• [Task description]: According to the match preview below, in what year did Bayern Munich last go beyond the quarterfinals of the DFB-Pokal?

START Source text

Bayern Munich travel to Cologne with flawless numbers but no illusions. Thirteen wins from thirteen this season place them alongside the best European starts in modern memory, yet the DFB-Pokal has been a thorn in their side in recent years.
The club’s last journey beyond the quarterfinals came in 2020, a campaign that culminated in the domestic cup, the league title, and the Champions League. Since then, shock exits against Kiel, Mönchengladbach, and Saarbrücken have fueled a sense that perfection in autumn means little if it is not matched by knockout precision in winter and spring. That is the backdrop to Wednesday night in Müngersdorf, where the margin for error is thin and the stakes feel heavier than a regular early-round tie.
Vincent Kompany has made the tone clear. The objective is victory, and the message is that the competition itself demands a different focus. For Bayern, the DFB Pokal is not simply another fixture date on the calendar. It is an examination of mentality. In a one-off match, control of tempo, transitions, and set pieces often decide the outcome more than long spells of sterile dominance. Kompany’s emphasis on intensity without the ball and quick verticality when possession is won fits the cup environment, where quick swings can flip the script in minutes.
Cologne will look to stress those swing moments. As Kompany noted, they are dangerous on the counter and have hurt a number of teams with direct, well-timed breaks. Said El Mala embodies that threat. The 19-year-old’s double acceleration inside a single action is hard to track. He can appear passive for a beat, lure defenders into a stationary stance, then explode past the first challenge before kicking again through the second line. Two goals in his last three Bundesliga matches underline the point. For a back line that often defends high, those micro-sprints matter. The first defender must decide whether to step in front or hedge against the channel run. The covering defender must be ready to open their hips and run. Any hesitation creates the exact window El Mala attacks.

END Source text
START Available data

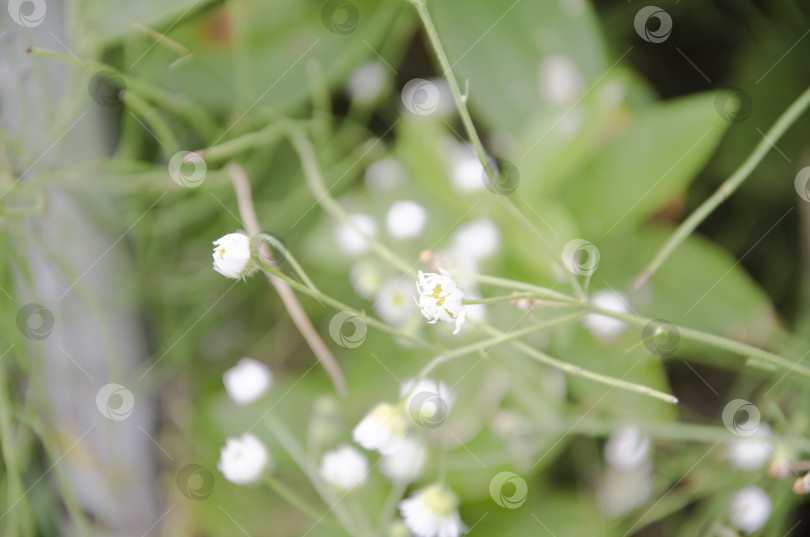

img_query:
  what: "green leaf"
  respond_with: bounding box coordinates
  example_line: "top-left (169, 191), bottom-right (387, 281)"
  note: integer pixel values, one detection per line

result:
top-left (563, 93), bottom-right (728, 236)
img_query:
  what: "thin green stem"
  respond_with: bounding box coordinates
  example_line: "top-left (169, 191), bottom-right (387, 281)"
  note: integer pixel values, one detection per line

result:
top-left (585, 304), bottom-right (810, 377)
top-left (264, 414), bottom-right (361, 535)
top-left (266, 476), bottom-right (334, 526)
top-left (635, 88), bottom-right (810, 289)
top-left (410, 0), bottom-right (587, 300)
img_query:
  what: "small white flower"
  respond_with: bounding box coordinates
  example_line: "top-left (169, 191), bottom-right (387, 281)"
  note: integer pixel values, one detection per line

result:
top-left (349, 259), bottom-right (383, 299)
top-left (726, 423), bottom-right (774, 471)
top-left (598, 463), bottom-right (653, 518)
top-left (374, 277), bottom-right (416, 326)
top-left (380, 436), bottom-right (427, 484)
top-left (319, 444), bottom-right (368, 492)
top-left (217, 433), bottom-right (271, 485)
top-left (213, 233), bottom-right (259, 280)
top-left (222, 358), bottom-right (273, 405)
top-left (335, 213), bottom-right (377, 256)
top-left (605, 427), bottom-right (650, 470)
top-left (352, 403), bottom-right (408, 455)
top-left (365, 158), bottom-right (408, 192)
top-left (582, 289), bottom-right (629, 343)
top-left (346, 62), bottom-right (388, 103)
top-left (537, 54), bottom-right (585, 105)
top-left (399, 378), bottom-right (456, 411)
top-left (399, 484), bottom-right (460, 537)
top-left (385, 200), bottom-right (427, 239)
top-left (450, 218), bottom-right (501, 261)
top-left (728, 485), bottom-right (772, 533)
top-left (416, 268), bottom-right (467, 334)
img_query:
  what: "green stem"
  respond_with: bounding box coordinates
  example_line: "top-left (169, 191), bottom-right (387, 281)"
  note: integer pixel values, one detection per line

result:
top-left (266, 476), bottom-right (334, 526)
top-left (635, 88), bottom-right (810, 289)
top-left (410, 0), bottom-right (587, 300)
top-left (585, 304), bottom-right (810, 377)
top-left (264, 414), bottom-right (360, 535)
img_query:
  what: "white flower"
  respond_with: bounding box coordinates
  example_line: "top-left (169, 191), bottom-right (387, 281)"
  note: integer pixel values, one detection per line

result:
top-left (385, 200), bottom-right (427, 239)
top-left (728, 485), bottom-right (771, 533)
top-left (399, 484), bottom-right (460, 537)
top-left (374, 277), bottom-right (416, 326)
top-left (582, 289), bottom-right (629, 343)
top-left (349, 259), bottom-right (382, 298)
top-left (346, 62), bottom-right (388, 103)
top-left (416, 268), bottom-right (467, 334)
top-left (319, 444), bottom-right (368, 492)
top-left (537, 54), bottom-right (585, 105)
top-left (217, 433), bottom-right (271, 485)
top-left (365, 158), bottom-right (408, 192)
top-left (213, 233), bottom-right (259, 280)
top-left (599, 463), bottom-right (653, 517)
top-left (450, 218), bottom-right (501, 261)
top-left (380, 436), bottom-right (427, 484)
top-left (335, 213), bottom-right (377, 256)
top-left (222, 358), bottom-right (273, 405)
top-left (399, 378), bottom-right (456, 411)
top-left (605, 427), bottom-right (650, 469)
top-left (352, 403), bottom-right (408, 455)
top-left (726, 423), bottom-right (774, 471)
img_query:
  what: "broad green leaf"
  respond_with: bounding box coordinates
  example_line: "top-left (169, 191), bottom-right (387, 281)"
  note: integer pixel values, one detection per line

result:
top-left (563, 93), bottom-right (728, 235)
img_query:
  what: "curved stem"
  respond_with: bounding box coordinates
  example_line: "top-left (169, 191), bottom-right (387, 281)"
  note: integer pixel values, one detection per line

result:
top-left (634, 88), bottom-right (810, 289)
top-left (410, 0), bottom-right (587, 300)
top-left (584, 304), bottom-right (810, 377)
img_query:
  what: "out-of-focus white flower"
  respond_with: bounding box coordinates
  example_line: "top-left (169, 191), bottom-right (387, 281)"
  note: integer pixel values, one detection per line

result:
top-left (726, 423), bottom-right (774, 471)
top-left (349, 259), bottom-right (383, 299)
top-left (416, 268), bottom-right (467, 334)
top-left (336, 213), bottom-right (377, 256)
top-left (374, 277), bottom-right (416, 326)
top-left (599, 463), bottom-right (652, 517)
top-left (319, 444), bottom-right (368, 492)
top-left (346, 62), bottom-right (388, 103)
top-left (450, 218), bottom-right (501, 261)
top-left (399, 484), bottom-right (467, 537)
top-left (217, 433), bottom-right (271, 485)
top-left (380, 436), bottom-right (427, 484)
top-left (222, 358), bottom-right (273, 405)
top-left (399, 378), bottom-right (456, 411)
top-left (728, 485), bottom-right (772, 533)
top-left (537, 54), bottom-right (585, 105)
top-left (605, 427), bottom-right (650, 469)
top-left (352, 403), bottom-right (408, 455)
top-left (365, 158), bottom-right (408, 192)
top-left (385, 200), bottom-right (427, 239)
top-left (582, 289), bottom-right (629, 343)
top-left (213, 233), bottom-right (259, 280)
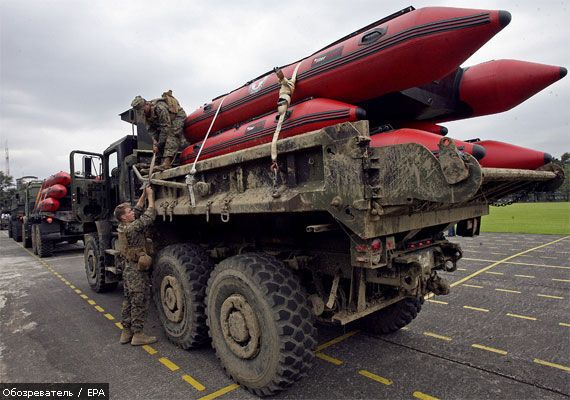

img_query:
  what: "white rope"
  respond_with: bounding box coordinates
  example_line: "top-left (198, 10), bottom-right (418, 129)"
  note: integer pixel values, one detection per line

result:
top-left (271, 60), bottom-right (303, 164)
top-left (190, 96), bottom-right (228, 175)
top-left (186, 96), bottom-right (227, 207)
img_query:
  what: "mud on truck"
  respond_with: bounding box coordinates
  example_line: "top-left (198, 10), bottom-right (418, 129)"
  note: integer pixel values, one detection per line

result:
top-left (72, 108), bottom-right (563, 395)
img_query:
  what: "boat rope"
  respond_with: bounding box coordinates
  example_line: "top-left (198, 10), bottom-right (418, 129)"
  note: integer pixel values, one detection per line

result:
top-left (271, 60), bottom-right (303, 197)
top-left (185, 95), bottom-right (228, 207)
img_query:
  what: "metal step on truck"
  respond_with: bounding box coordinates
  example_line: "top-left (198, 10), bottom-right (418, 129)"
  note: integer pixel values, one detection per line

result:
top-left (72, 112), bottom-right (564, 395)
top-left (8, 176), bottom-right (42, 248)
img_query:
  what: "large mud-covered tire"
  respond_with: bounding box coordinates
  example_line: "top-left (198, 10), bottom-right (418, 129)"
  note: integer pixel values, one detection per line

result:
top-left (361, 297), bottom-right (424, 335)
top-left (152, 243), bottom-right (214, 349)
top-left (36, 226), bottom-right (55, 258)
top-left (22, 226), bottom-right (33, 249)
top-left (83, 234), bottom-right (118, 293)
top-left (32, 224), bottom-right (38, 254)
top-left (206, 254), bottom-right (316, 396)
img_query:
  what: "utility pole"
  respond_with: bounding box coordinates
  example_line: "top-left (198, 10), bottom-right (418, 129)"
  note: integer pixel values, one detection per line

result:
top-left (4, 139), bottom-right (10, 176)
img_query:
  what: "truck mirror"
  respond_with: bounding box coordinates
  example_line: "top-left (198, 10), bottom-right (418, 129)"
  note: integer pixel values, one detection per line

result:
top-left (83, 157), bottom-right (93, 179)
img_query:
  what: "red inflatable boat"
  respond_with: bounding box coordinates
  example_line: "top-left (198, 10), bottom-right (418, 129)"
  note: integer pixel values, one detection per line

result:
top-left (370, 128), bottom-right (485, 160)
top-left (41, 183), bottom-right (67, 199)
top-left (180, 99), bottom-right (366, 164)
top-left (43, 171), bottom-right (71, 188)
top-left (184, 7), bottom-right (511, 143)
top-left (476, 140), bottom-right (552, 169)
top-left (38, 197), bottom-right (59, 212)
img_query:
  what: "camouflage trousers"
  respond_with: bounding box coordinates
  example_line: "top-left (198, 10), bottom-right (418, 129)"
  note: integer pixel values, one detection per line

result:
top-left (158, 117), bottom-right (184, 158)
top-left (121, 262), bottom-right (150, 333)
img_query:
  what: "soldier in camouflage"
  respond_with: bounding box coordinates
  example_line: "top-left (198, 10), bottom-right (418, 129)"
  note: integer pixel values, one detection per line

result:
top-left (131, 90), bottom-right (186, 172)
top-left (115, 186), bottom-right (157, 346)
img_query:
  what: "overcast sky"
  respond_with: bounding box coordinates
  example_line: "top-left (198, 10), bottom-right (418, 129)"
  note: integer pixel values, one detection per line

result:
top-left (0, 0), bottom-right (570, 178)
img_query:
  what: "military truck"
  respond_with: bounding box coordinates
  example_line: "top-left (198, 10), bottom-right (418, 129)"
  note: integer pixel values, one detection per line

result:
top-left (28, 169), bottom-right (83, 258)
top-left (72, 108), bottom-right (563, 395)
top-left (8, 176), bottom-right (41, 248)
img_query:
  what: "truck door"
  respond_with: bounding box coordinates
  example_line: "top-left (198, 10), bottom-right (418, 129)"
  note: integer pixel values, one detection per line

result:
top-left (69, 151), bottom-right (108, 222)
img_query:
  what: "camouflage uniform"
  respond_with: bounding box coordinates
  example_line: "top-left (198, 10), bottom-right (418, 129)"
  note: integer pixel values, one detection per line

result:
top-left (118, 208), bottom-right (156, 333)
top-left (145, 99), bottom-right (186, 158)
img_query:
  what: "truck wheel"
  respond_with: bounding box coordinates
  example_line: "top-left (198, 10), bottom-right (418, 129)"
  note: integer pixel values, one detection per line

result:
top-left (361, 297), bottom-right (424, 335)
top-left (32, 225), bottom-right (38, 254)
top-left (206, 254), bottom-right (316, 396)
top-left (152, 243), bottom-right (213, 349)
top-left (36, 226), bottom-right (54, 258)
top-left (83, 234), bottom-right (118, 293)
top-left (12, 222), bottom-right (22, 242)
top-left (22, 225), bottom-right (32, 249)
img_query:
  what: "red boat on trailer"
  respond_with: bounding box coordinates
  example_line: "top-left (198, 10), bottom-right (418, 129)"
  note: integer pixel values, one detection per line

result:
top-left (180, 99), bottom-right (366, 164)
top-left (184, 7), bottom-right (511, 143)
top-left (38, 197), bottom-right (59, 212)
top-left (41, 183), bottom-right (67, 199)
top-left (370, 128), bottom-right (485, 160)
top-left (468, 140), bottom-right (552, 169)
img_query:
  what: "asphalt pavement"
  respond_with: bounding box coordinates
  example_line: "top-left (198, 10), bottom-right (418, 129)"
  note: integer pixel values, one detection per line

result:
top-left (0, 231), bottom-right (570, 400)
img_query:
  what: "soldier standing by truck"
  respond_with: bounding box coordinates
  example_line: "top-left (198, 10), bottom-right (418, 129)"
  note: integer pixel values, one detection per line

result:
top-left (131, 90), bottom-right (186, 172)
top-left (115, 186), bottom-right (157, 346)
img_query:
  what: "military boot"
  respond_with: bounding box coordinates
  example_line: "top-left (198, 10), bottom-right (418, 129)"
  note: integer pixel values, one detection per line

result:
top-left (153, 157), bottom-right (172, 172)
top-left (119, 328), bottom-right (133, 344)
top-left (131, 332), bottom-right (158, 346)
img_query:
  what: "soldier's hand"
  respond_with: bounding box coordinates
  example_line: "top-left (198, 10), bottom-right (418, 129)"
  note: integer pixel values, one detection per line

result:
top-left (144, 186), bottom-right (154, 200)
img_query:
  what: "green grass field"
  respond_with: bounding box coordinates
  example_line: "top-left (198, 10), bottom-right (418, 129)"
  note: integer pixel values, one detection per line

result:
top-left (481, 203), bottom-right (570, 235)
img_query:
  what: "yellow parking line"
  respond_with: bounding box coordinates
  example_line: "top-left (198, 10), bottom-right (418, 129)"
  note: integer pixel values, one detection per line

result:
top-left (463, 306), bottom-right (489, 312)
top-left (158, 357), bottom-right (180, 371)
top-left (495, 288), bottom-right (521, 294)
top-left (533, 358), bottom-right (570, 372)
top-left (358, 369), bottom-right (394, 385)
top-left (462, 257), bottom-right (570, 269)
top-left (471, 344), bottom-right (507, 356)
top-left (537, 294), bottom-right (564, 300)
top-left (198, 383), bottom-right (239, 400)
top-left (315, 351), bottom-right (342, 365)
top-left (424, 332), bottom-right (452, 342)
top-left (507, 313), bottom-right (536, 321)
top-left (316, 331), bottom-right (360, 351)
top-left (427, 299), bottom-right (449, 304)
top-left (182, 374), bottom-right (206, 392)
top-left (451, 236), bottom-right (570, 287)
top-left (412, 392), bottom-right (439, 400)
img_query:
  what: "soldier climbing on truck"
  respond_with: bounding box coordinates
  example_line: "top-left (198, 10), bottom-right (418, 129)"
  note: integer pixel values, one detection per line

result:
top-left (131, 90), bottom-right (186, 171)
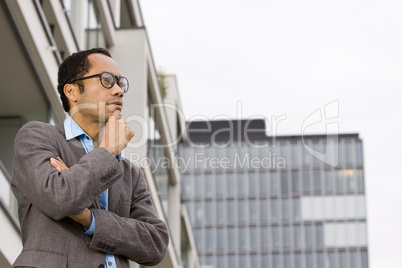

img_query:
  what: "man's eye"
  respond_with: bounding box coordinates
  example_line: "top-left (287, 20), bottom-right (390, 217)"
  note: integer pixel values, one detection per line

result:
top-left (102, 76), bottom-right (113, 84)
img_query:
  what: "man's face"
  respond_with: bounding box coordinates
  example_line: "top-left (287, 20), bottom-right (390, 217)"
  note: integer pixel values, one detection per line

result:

END Available data

• [Exercise output]: 2020